▸ **WRITTEN TASKS**
• a. Name every function that is defined in the code of the post on pass by value and the stack, giving each name once.
• b. Please carry on the post on pass by value and the stack, starting right after its final sentence.

▸ **SELECTION**
** Begin **

This post serves to explain what exactly
pass by reference and pass by value mean in the context of programming and as
to how heaps and stacks relate to them.
It is a known fact that both C and Java pass
by value.
Let us consider the following segment of code:
int main () {
int a = 5;
int b = 4;
swap (&a, &b);
printf ( “%d : ” , a );
printf (“%d : ” , b );
return 0;
}
void swap ( int *x , int *y ) {
int temp = *x;
*x = *y;
*y = temp;
}
Listing 1
The above code swaps the values a and b
so that a contains 4 and b contains 5.
The function call, swap (&a, &b);
passes the reference of the variables a and b and this facilitates the actual
swap of the values contained in the two variables. Note that references, &a
and &b are themselves passed as values and this is precisely why we say
function calls in C pass by value.
Local variables or Stack variables
Now, if we take a look at the variable
temp in Listing 1, we can see that it is a local variable. Variables which are
local in scope are allocated on the stack and when a function returns (or when
the last instruction in the function has been executed), the local variables on
the stack corresponding to that function are invalidated and the memory thus
reclaimed is open for reallocation.
In Listing 1, variables a and b defined
in the main function are local variables which are local in scope to the main
function and thus reside on the stack. These variables remain stack-resident
till the time the main does not return (until after return 0). Likewise, temp
is a local variable defined in the swap method and its scope is confined to the
swap method only. After the final instruction in swap has been executed temp is
invalidated and the memory thus claimed may be re-allocated.
It is important to understand just how
relevant this is sometimes and understand its relation to pass by value.
Consider Listing 2.
int sum ( int a , int b )
{
int
s = 0;
s
= a + b;
return
s;
}
int main () {
int
a = 4;
int
b = 5;
int
s = sum ( a, b );
printf
( “sum: %d\n” , s );
}
Listing 2
Now, we can see that the values contained
in a and b are passed to the method sum. It is important to understand here
that in C, copies of the values contained in a and b are created and passed as
function arguments, whereas in Java, the references of a and b are themselves
passed as values. While this may be suggestive of pass by reference, the references
are themselves treated as values and it is because of that we say both C and
Java pass values.
Now, when the control returns from the
function sum, variable s is out of scope and the memory reclaimed and after
printf prints sum: 9, variables a
and b will also be out of scope. Thus, we can see that stack-resident variables
have a scope that is confined to the block where they have been defined.

** End **

▸ **MATERIAL SUPPLIED**

** Begin **

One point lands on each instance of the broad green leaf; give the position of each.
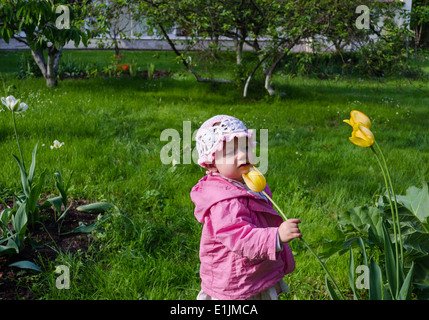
(97, 207)
(417, 202)
(421, 277)
(24, 264)
(392, 273)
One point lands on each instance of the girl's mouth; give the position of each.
(244, 165)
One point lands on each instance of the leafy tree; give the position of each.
(46, 26)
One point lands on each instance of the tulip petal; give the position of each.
(360, 142)
(360, 117)
(349, 122)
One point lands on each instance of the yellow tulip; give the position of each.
(255, 180)
(358, 117)
(362, 136)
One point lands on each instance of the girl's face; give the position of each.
(234, 159)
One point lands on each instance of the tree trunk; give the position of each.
(261, 61)
(185, 63)
(50, 69)
(269, 76)
(40, 60)
(53, 65)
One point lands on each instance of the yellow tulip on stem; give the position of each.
(256, 182)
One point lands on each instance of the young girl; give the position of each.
(243, 251)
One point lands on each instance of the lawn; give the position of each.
(111, 130)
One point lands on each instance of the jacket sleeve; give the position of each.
(232, 226)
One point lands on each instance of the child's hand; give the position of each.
(289, 230)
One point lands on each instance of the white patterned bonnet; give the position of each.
(212, 133)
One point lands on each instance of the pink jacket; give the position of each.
(238, 242)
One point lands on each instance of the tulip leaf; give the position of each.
(32, 166)
(405, 293)
(24, 179)
(352, 274)
(331, 290)
(375, 282)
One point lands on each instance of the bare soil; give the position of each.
(38, 245)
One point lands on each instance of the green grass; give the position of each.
(111, 129)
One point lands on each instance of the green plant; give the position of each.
(150, 70)
(62, 186)
(31, 192)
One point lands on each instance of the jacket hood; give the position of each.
(211, 189)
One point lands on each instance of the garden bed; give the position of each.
(14, 283)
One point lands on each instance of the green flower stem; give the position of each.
(308, 247)
(17, 140)
(393, 218)
(395, 202)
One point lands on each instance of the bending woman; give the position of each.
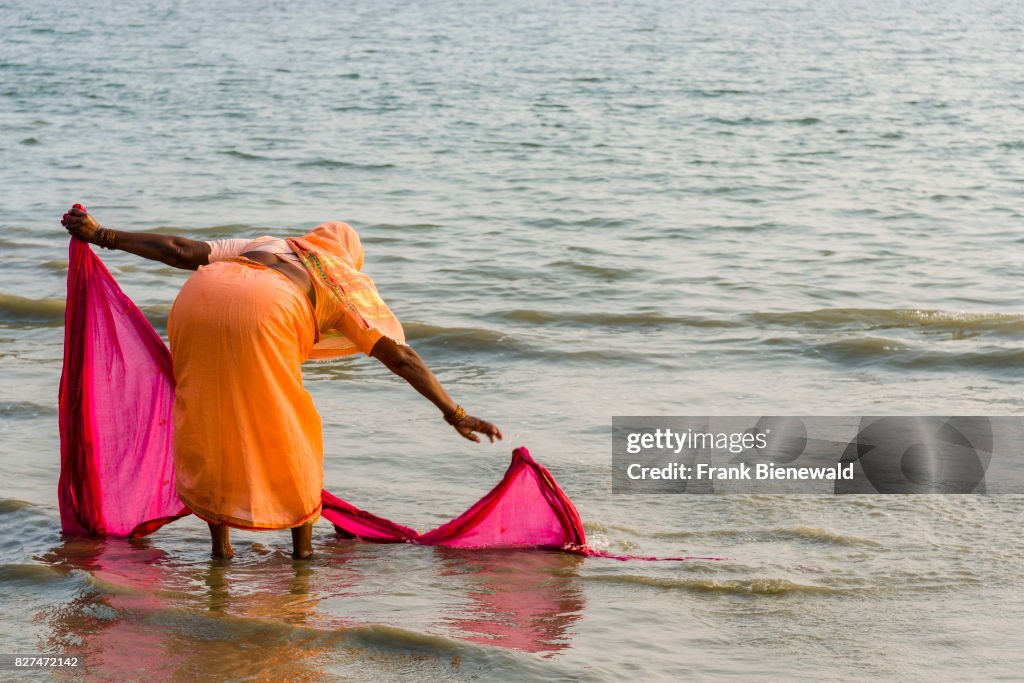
(248, 444)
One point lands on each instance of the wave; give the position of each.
(333, 163)
(23, 410)
(736, 587)
(884, 318)
(640, 319)
(11, 505)
(807, 534)
(28, 573)
(607, 273)
(19, 311)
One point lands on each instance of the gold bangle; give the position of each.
(456, 416)
(107, 238)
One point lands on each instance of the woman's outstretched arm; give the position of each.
(169, 249)
(407, 364)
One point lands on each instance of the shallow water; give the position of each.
(581, 211)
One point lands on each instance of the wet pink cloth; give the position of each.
(117, 392)
(117, 469)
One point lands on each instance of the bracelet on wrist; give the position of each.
(107, 238)
(456, 416)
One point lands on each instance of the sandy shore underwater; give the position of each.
(578, 212)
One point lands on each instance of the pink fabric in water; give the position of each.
(117, 469)
(116, 396)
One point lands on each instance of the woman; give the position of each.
(248, 445)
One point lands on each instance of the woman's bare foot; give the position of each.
(302, 542)
(221, 543)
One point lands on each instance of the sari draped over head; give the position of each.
(333, 254)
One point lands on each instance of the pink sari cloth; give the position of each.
(117, 469)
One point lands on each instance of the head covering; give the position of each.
(333, 255)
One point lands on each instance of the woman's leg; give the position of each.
(302, 541)
(221, 544)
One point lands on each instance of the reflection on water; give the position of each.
(147, 612)
(525, 600)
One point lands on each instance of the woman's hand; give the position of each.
(80, 224)
(469, 424)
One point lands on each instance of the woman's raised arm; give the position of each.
(407, 364)
(175, 251)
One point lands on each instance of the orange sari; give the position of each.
(248, 442)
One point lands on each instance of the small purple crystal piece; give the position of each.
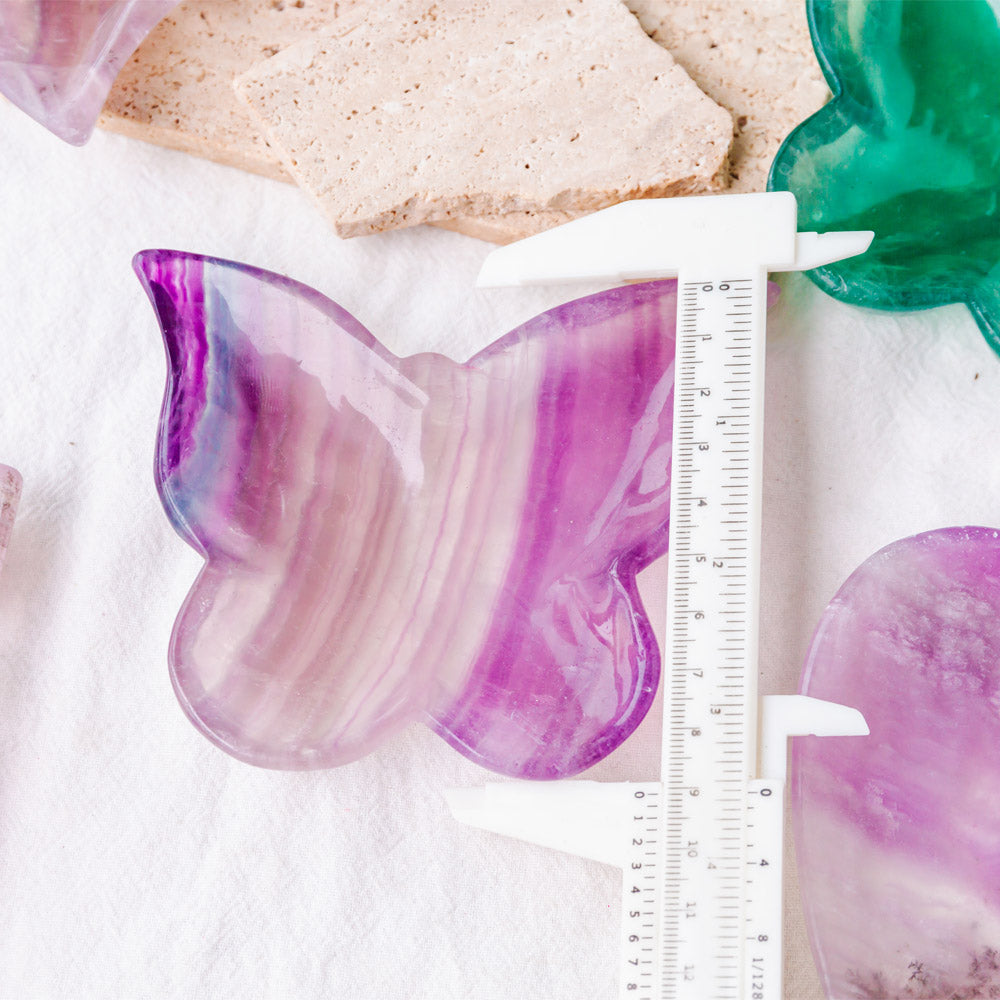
(59, 58)
(390, 540)
(898, 834)
(10, 495)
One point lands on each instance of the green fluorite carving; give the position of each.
(909, 147)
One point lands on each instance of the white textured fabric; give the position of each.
(136, 859)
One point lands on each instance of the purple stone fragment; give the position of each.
(10, 495)
(390, 540)
(59, 58)
(898, 834)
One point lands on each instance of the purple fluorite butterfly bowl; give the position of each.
(390, 540)
(898, 833)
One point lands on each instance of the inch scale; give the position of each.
(701, 850)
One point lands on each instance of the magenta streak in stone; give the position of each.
(390, 540)
(59, 58)
(898, 834)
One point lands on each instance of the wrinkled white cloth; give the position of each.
(136, 859)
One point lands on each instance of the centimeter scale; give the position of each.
(702, 849)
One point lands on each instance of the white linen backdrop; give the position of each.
(136, 859)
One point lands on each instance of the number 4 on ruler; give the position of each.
(701, 851)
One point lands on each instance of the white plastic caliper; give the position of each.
(701, 849)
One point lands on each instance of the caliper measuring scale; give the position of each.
(702, 849)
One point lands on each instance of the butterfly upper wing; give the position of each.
(569, 666)
(291, 455)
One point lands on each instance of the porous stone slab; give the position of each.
(463, 109)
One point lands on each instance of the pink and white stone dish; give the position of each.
(59, 58)
(390, 540)
(898, 834)
(10, 496)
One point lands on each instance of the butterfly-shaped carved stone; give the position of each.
(398, 539)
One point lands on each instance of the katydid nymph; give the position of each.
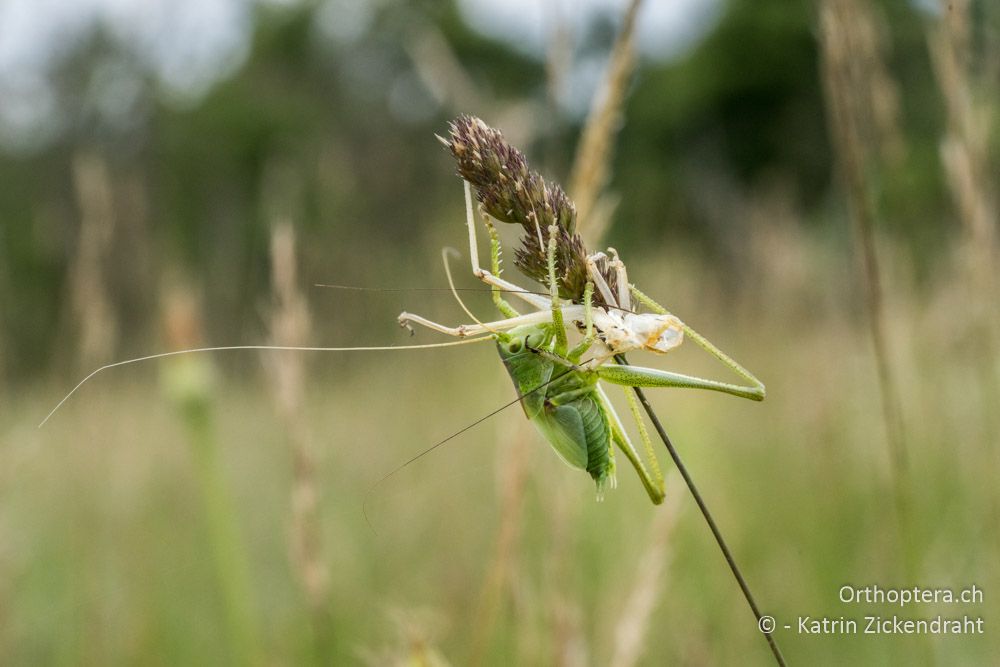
(561, 393)
(588, 295)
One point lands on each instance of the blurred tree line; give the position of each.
(337, 135)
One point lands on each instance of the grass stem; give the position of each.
(727, 554)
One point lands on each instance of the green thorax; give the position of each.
(560, 401)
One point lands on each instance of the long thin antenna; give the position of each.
(226, 348)
(620, 358)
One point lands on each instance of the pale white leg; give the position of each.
(624, 297)
(535, 300)
(599, 282)
(464, 330)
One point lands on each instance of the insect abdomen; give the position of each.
(597, 430)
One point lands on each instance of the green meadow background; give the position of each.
(811, 185)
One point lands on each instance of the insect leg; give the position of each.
(706, 345)
(637, 376)
(633, 406)
(464, 330)
(654, 487)
(535, 300)
(557, 319)
(624, 299)
(588, 338)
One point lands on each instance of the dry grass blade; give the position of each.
(593, 155)
(853, 71)
(633, 624)
(91, 305)
(290, 326)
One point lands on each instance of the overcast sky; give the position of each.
(192, 44)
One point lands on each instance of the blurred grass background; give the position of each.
(168, 185)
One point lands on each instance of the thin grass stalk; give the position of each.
(290, 326)
(709, 519)
(633, 623)
(188, 381)
(849, 58)
(966, 161)
(504, 561)
(593, 156)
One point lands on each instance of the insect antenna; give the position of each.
(397, 469)
(227, 348)
(482, 290)
(445, 253)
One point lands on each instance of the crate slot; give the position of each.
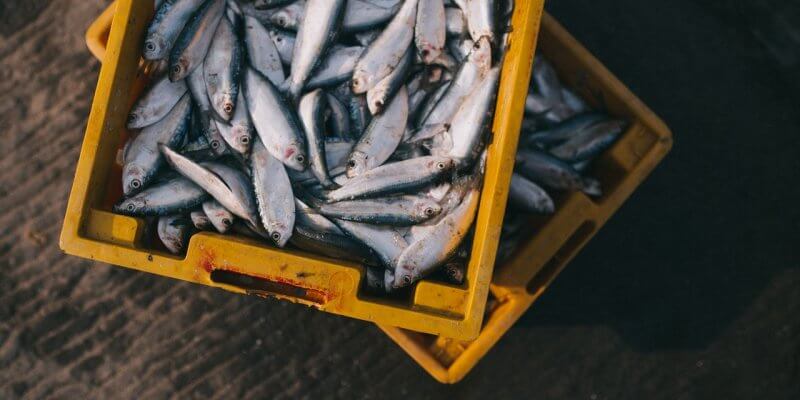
(259, 286)
(562, 256)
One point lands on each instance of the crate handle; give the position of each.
(539, 282)
(260, 286)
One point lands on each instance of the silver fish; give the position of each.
(336, 67)
(221, 219)
(470, 120)
(385, 241)
(273, 194)
(317, 32)
(471, 72)
(480, 18)
(192, 44)
(381, 138)
(284, 42)
(262, 52)
(396, 177)
(239, 133)
(141, 157)
(380, 94)
(274, 121)
(431, 29)
(589, 143)
(200, 220)
(222, 70)
(384, 54)
(311, 110)
(174, 232)
(554, 173)
(529, 196)
(428, 252)
(455, 24)
(167, 23)
(338, 120)
(404, 210)
(176, 196)
(289, 17)
(155, 103)
(228, 186)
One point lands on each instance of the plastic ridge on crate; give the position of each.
(246, 266)
(558, 238)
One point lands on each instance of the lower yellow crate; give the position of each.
(557, 239)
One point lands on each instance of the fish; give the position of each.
(317, 32)
(430, 30)
(174, 196)
(167, 23)
(156, 103)
(398, 177)
(385, 90)
(405, 210)
(312, 107)
(386, 242)
(529, 196)
(261, 51)
(590, 142)
(192, 44)
(273, 194)
(422, 256)
(473, 71)
(549, 171)
(222, 70)
(480, 18)
(200, 220)
(274, 121)
(381, 138)
(384, 54)
(238, 134)
(226, 185)
(221, 219)
(174, 232)
(141, 158)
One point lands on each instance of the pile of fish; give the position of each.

** End **

▸ **ANSWERS FOR THE EXERCISE**
• a. main, swap, sum

• b.
Variables allocated on the Heap
In C, variables declared outside function
body and the variables created using malloc are allocated on the Heap. In C, the
variables declared outside function body have file-level scope and may be
accessed by all methods contained in that file. Now, variables allocated using
malloc remain allocated in the heap till the time you do not explicitly free
them using ‘free’ method. In Java, objects allocated using the ‘new’ keyword
are allocated on the heap and they are automatically garbage- collected by the
JVM when they are no longer used.
Stack and Heap distribution and impact on
variable scope
Each thread in a program has its own
stack space while all the threads share the same heap space.
Consider the following block of code in
Listing 3:
public String foo ( String city1 , String
city2 ) {
String city3 = city1 + “,” + city2;
save (city3);
return city3;
}
Listing 3
As it may be apparent, each thread
invokes the method foo with its own values for ‘city1’ and ‘city2’ and the
method stores the concatenated result in a database using the save function and
the reference to the result is also returned. Now, it is important to
understand a few things here:
· city3 is an object of String type and the statement,
String city3 = city1 + “,” +
city2; initializes
it.
· Upon initialization, the object that city3 refers to
resides on the heap while the reference to it (the name, city3) resides on the
stack corresponding to the calling thread.
· The heap, as mentioned above is shared by all threads but
each thread has access to its own local portion of heap, called arena.
· Now, the stack space corresponding to a thread may in
itself be divided into multiple frames, each frame corresponding to a different
function or method and bearing variables that are local in scope to that
method.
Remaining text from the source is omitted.